- [Passage provided]:
Instead of calling an external program and then grepping its output which
technically could change in the future, wouldn't it be better if we read
/lib/modules/`uname -r`/modules.alias and filtered whatever line had the
vfio-pci' substring and compared the module name with the user-provided device
driver?
If not then I think you should pass '-F alias' to the command to speed up the
regex just a tiny bit.

Regards,
Erik
Re: [PATCH] util: basic support for vendor-specific vfio drivers
Posted by Laine Stump 1 year, 8 months ago
On 8/1/22 7:58 AM, Erik Skultety wrote:
> On Mon, Aug 01, 2022 at 12:02:22AM -0400, Laine Stump wrote:
>> Before a PCI device can be assigned to a guest with VFIO, that device
>> must be bound to the vfio-pci driver rather than to the device's
>> normal driver. The vfio-pci driver provides APIs that permit QEMU to
>> perform all the necessary operations to make the device accessible to
>> the guest.

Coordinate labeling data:

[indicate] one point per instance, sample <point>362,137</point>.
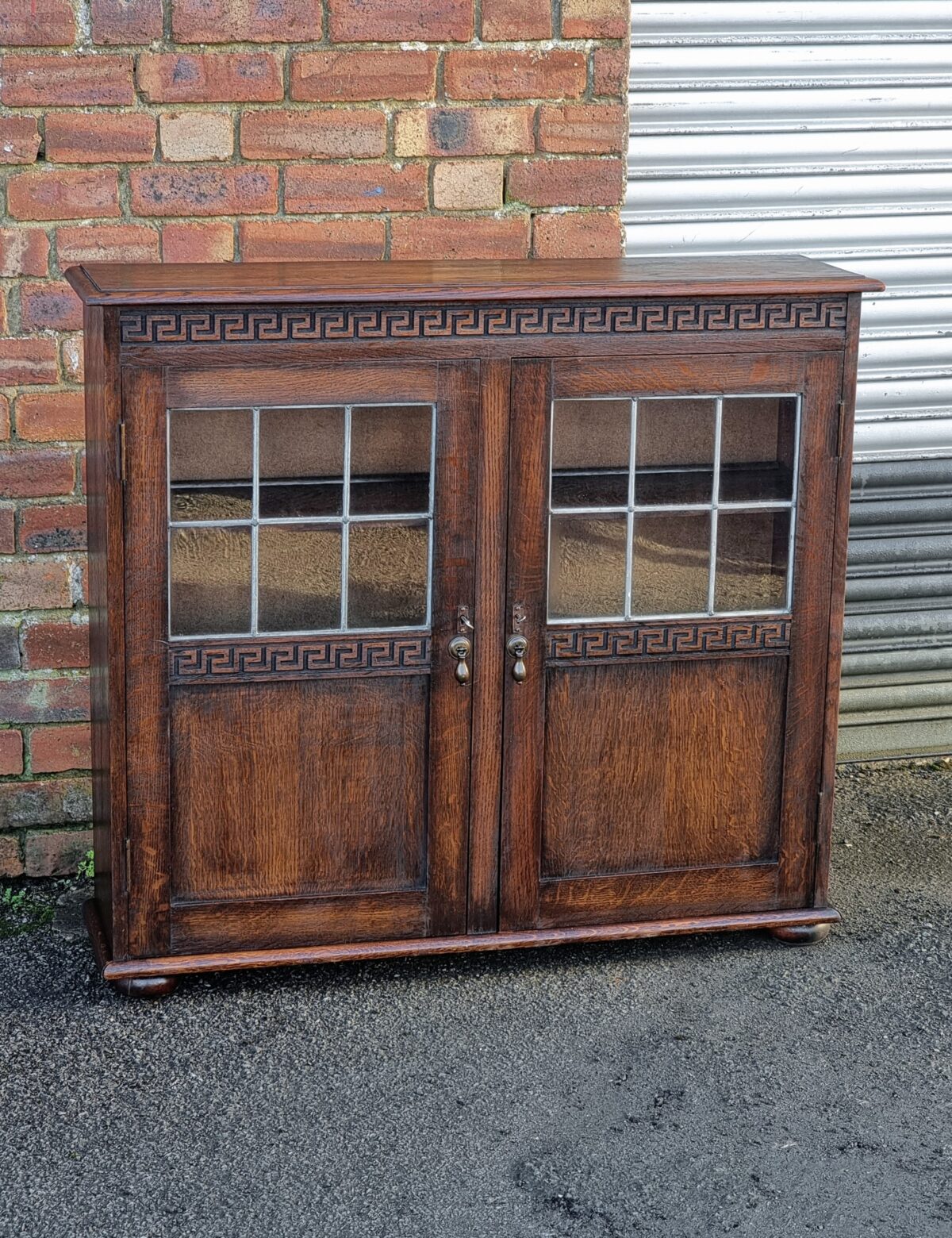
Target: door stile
<point>148,780</point>
<point>489,640</point>
<point>451,702</point>
<point>524,731</point>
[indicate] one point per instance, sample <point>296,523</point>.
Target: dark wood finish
<point>240,385</point>
<point>801,934</point>
<point>146,718</point>
<point>132,986</point>
<point>309,283</point>
<point>837,599</point>
<point>333,810</point>
<point>653,754</point>
<point>468,944</point>
<point>487,765</point>
<point>670,763</point>
<point>309,798</point>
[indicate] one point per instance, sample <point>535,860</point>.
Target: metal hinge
<point>841,427</point>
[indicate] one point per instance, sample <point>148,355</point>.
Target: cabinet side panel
<point>837,597</point>
<point>146,667</point>
<point>104,502</point>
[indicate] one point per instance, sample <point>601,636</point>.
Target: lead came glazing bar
<point>255,521</point>
<point>585,540</point>
<point>715,501</point>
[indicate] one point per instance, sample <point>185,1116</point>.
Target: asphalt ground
<point>680,1087</point>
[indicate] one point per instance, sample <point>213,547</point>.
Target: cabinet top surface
<point>118,284</point>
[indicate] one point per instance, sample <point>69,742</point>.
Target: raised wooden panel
<point>315,786</point>
<point>658,765</point>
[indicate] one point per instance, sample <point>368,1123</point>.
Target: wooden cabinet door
<point>298,559</point>
<point>669,581</point>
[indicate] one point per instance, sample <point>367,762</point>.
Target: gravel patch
<point>678,1089</point>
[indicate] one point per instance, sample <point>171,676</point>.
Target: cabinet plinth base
<point>801,935</point>
<point>155,977</point>
<point>148,986</point>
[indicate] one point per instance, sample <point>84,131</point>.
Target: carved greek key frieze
<point>300,658</point>
<point>689,638</point>
<point>304,323</point>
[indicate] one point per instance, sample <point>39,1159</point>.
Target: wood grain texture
<point>243,385</point>
<point>691,891</point>
<point>453,586</point>
<point>684,375</point>
<point>298,789</point>
<point>489,639</point>
<point>810,636</point>
<point>656,765</point>
<point>251,283</point>
<point>464,321</point>
<point>837,598</point>
<point>274,924</point>
<point>240,959</point>
<point>146,678</point>
<point>524,720</point>
<point>348,798</point>
<point>190,357</point>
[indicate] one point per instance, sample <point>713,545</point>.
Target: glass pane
<point>390,459</point>
<point>209,463</point>
<point>587,567</point>
<point>675,451</point>
<point>388,572</point>
<point>301,462</point>
<point>758,448</point>
<point>211,581</point>
<point>670,563</point>
<point>298,577</point>
<point>751,559</point>
<point>591,446</point>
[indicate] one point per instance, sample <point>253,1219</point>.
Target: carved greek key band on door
<point>693,638</point>
<point>304,658</point>
<point>295,325</point>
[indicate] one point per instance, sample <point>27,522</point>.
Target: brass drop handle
<point>516,648</point>
<point>461,648</point>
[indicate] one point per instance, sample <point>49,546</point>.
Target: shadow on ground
<point>682,1089</point>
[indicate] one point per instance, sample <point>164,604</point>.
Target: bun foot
<point>801,935</point>
<point>148,986</point>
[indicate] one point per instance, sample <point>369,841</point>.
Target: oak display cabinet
<point>462,606</point>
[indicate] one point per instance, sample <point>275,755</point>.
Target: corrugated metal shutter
<point>825,126</point>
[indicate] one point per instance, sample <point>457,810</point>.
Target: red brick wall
<point>211,130</point>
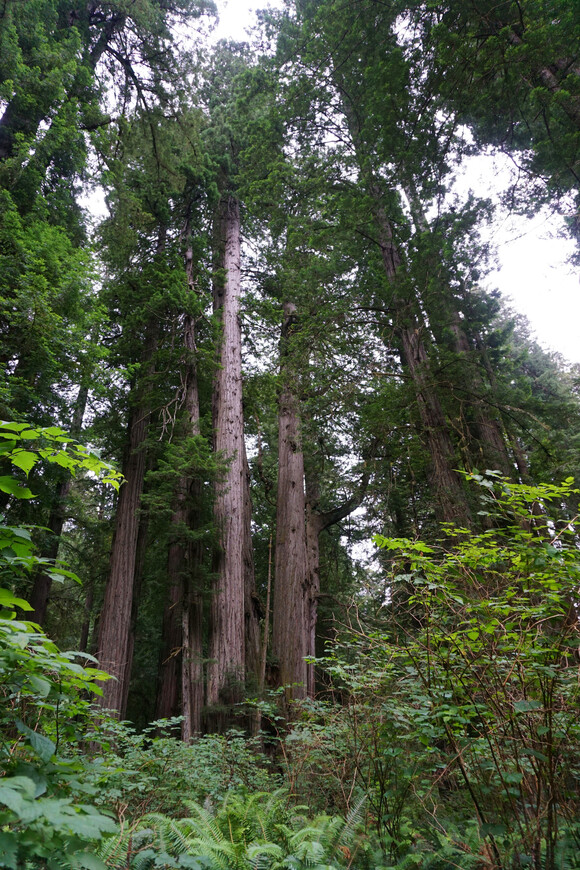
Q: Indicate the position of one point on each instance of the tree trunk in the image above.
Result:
(42, 581)
(317, 522)
(445, 481)
(181, 677)
(290, 623)
(115, 622)
(226, 669)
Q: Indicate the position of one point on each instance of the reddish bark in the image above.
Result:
(226, 669)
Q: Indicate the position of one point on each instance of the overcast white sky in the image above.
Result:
(533, 273)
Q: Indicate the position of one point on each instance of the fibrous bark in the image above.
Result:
(114, 644)
(226, 669)
(291, 620)
(181, 674)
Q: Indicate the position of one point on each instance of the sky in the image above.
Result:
(532, 274)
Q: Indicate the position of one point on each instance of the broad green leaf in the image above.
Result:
(7, 599)
(12, 487)
(525, 706)
(43, 747)
(24, 459)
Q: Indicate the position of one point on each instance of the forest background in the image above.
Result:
(280, 335)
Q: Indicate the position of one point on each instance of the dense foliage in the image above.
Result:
(278, 335)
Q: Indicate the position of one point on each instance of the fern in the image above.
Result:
(246, 832)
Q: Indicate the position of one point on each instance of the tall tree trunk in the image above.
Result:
(114, 639)
(445, 481)
(252, 604)
(226, 669)
(181, 675)
(316, 522)
(42, 581)
(290, 622)
(491, 445)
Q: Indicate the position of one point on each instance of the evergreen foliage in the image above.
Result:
(416, 709)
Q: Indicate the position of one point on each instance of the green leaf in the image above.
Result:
(41, 686)
(7, 599)
(24, 459)
(9, 849)
(525, 706)
(87, 861)
(12, 487)
(43, 747)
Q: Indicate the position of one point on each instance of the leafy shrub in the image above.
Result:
(46, 815)
(150, 772)
(242, 833)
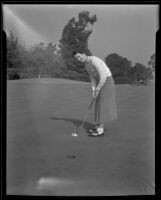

- [Problem 1]:
In the vfio patch discussion, what option does Erik suggest passing to the command to speed up the regex?
- [Problem 2]:
List every date or time reference that appears in the vfio patch discussion.
- [Problem 3]:
Carry the vfio patch discussion forward from its last line.

- [Response 1]:
'-F alias'

- [Response 2]:
- 1 year, 8 months ago
- 8/1/22 7:58 AM
- Mon, Aug 01, 2022 at 12:02:22AM -0400

- [Response 3]:
>>
>> There has been kernel work recently to support vendor/device-specific
>> VFIO drivers that provide the basic vfio-pci driver functionality
>> while adding support for device-specific operations (for example these
>> device-specific drivers are planned to support live migration of
>> certain devices). All that will be needed to make this functionality
>> available will be to bind the new vendor-specific driver to the device
>> (rather than the generic vfio-pci driver, which will continue to work
>> just without the extra functionality).
>>
>> But until now libvirt has required that all PCI devices being assigned
>> to a guest with VFIO specifically have the "vfio-pci" driver bound to
>> the device. So even if the user manually binds a shiny new
>> vendor-specific driver to the device (and puts "managed='no'" in the
>> config to prevent libvirt from changing that), libvirt will just fail
>> during startup of the guest (or during hotplug) because the driver
>> bound to the device isn't named exactly "vfio-pci".
>>
>> Fortunately these new vendor/device-specific drivers can be easily
>> identified as being "vfio-pci + extra stuff" - all that's needed is to
>> look at the output of the "modinfo $driver_name" command to see if
>> "vfio_pci" is in the alias list for the driver.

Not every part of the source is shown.